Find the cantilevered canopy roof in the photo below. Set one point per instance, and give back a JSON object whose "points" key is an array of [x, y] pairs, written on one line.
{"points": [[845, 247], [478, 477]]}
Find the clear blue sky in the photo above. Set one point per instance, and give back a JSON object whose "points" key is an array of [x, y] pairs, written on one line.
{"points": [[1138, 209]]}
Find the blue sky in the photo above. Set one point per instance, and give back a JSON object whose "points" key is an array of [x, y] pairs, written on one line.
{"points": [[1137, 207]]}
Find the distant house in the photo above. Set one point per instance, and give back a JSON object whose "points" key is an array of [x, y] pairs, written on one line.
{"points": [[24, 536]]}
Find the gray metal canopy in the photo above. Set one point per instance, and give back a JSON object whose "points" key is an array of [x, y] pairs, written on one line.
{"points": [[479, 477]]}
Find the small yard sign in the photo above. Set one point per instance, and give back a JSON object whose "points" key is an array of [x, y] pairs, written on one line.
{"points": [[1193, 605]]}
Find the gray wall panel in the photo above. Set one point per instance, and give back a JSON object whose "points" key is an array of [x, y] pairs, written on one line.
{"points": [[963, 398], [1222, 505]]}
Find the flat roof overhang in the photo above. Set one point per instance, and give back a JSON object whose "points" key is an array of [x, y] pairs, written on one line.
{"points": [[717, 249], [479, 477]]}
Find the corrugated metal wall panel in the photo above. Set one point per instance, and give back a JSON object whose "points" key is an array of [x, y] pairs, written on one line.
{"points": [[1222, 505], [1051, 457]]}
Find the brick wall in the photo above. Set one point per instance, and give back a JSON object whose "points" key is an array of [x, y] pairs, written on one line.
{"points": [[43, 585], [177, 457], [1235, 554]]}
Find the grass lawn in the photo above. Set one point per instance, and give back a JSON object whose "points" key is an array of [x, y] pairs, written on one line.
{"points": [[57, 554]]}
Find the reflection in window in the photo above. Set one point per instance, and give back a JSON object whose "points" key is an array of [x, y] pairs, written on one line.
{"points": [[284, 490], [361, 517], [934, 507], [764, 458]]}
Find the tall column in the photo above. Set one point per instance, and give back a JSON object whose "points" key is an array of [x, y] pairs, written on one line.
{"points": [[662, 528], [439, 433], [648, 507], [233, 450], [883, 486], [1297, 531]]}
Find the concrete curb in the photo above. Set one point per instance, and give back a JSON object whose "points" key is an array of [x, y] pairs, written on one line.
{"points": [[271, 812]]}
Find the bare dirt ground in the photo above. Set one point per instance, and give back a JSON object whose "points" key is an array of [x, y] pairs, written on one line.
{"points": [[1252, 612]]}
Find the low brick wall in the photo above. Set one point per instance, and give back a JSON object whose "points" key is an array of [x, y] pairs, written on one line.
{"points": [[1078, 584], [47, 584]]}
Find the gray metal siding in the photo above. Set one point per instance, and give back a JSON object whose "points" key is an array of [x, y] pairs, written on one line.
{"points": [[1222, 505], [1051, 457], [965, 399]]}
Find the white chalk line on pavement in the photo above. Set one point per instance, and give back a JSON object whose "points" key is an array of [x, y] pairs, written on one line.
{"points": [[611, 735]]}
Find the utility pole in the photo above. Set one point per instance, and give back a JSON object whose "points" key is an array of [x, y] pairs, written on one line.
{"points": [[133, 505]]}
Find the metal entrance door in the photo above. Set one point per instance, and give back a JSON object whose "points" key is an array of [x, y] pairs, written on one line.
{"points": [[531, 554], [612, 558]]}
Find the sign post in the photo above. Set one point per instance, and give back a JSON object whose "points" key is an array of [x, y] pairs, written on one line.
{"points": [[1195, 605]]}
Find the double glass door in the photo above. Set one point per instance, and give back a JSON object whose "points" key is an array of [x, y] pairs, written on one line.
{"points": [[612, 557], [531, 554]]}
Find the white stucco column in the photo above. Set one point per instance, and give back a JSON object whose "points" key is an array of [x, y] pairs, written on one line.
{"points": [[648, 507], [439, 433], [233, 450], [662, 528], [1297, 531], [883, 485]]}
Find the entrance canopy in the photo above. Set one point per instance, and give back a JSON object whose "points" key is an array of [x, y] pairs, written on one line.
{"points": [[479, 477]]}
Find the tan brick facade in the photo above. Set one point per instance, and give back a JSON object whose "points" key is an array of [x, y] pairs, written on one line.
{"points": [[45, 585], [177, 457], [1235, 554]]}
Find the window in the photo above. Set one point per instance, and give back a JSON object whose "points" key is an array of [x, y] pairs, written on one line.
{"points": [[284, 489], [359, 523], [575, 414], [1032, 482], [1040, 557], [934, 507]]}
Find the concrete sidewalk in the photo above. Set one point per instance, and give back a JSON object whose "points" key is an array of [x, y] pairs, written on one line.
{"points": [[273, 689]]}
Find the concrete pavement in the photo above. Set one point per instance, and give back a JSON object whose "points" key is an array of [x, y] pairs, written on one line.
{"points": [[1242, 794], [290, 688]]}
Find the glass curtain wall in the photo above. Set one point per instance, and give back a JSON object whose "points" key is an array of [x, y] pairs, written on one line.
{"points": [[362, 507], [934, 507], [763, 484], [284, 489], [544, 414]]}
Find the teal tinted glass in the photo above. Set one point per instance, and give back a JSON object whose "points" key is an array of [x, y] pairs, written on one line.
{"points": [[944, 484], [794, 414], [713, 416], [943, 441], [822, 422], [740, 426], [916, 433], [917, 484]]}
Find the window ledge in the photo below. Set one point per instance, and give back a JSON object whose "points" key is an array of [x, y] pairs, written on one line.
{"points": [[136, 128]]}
|---|
*Written exercise:*
Rewrite all the records above as a two-column CSV with the header row instruction,answer. Give one row per record, with its text and its answer each in a single quoted field and every line break replaced by a space.

*Answer below:*
instruction,answer
"Find the cantilevered canopy roof in the photo below. Set one point per instance, and give back a JSON object whose ""points"" key is an array of [x, y] pairs, written on one line.","{""points"": [[845, 247], [478, 477]]}"
"Find the clear blue sky in the photo above. Set one point per instance, and give back a JSON object whose ""points"" key is an array of [x, y] pairs, written on one line.","{""points"": [[1138, 209]]}"
"Find the blue sky in the photo above. Set one point per instance, and give back a JSON object whose ""points"" key is an array of [x, y] pairs, written on one line.","{""points"": [[1137, 207]]}"
"Find the distant house in the photo above. Set one point per instance, and give back a JSON object whose ""points"" key is an array of [x, y] pairs, written on one line.","{""points"": [[24, 536]]}"
"Find the gray metal canopy in the photo above. Set one point per instance, and give back a JSON object whose ""points"" key is an array of [x, y] pairs, written on one line.","{""points"": [[479, 477]]}"
"Find the small yard sign in the photo above. Set one point per instance, and give back a JSON object whose ""points"" key is an array of [x, y] pairs, written on one line.","{""points"": [[1193, 605]]}"
"Find the gray wall panel in the photo above. Set one point per instance, and give back a JSON object whose ""points"" key is an array of [x, y] pairs, written on one line.","{""points"": [[963, 398], [1222, 505]]}"
"Find the flat roof overhang in the photo above. Set one point per instance, and give back a JSON object whose ""points"" key is an array of [x, y] pairs, written on one line.","{""points"": [[717, 249], [479, 477]]}"
"Find the corrugated metal wall panel in the photo above. Set one point per instance, and give back a JSON object whose ""points"" key is an array of [x, y] pairs, written on one line.","{""points"": [[1222, 505], [1051, 457]]}"
"Find the brick wall in the photo above. Set one point per instance, and give back a JSON object whose ""points"" key is an array of [x, y] pairs, written on one line.","{""points"": [[43, 585], [177, 457], [1235, 554]]}"
"Find the grass lawn in the photo above. Set one point per instance, and give back a JSON object whose ""points"" key is an array of [x, y] pairs, written on one line.","{""points"": [[57, 554]]}"
"Find the reflection in window in the photo above. Set one point per instance, and give back a JSON object whose ""points"" key is an array of [x, y] pairs, written on one line.","{""points"": [[284, 490], [361, 517], [934, 507], [764, 458]]}"
"Find the tall column in the photo above. Set one point per instance, and give back a JSON object whose ""points"" key is an array of [x, y] pairs, written on one line.","{""points"": [[662, 528], [439, 433], [648, 507], [233, 450], [883, 486], [1297, 531]]}"
"Find the concrete curb in the photo above. Set one point per instance, and give back a JSON object whose ""points"" key is an array of [x, y] pairs, written on one line.","{""points"": [[271, 812]]}"
"Find the bare dirt ground in the photo above. Set one point per instance, and give back a JSON object whose ""points"" key is an array of [x, y] pairs, written on one line.","{""points"": [[1252, 612]]}"
"Find the low brick wall in the photo above. Set one point per instance, and give back a JSON object whose ""points"" key is an array of [x, y] pairs, written on one line.","{""points"": [[1078, 584], [47, 584]]}"
"Find the gray metal siding in the photo above. Set one point per instance, and give back a JSON object whose ""points"" key is an array of [x, y] pairs, written on one line.","{""points"": [[1222, 505], [1051, 457], [965, 399]]}"
"Find the white chalk line on pavement in the photo above. Set one point per instance, and give back a JSON object whose ""points"" key is an array of [x, y] pairs, written on one line.","{""points"": [[611, 735]]}"
"Find the utility pole in the photo above. Set one point per instance, and give back a JSON object whose ""points"" key is an array of [x, y] pairs, written on one line.","{""points"": [[133, 505]]}"
"Find the metal entrance door in the photo above. Set one point per instance, and give back a JSON object whose ""points"" key is an array of [x, y] pairs, written on one line.","{""points"": [[531, 554], [612, 558]]}"
"Find the sign post in the photo above. Set one point per instance, and give back a JSON object whose ""points"" key is an array of [x, y] pairs, written on one line.","{""points"": [[1195, 605]]}"
"Find the double glass door in the photo above. Set one point per instance, and give back a JSON object whose ""points"" key is an array of [x, y] pairs, written on one line.","{""points"": [[612, 557], [531, 554]]}"
"Find the white stucco column in the photo above. Set one point per instance, and give back a JSON object whose ""points"" key is an array of [x, y] pairs, written on one line.","{""points"": [[648, 507], [439, 433], [233, 450], [662, 528], [1297, 531], [883, 485]]}"
"Find the entrance canopy in the photo above. Set one point per instance, and give back a JSON object whose ""points"" key is an array of [x, y] pairs, written on one line.","{""points"": [[479, 477]]}"
"Find the tan brick facade in the photo above. Set one point per instance, and give back a JSON object whose ""points"" key is an array of [x, y] pairs, written on one line.","{""points"": [[45, 585], [177, 457], [1235, 554]]}"
"Find the window in the photo above. Set one point per instance, and give back a JSON object whose ""points"" key is an array of [x, y] pairs, written on one line.","{""points"": [[284, 489], [359, 523], [575, 414], [1032, 482], [1040, 557], [934, 507]]}"
"Find the concrete sidewalk in the photo above. Set one point per instance, and give back a JSON object whose ""points"" key is an array of [x, y] pairs, written on one line.","{""points"": [[273, 689]]}"
"Find the concrete pavement in the photo above. Set one point per instance, and give back a JSON object whose ""points"" key is an array of [x, y] pairs, written on one line.","{""points"": [[1242, 794], [290, 688]]}"
"Find the glass curtain wall in the photo above. Set one point per instance, and give back a JSON object whose ""points"" key is an array of [x, y] pairs, written on one line.","{""points"": [[362, 507], [934, 507], [763, 484], [284, 489], [544, 414]]}"
"Find the teal tinted glass in the photo above. Set one point per instance, and give back a JSON object whose ""points"" key is an array of [x, y] pairs, written on one line.","{""points"": [[944, 484], [794, 414], [713, 416], [943, 441], [822, 422], [740, 426], [916, 433], [917, 484]]}"
"Find the window ledge in the photo below. Set one point per instance, and give back a JSON object whose ""points"" key is an array of [x, y] pairs, written on one line.","{""points"": [[136, 128]]}"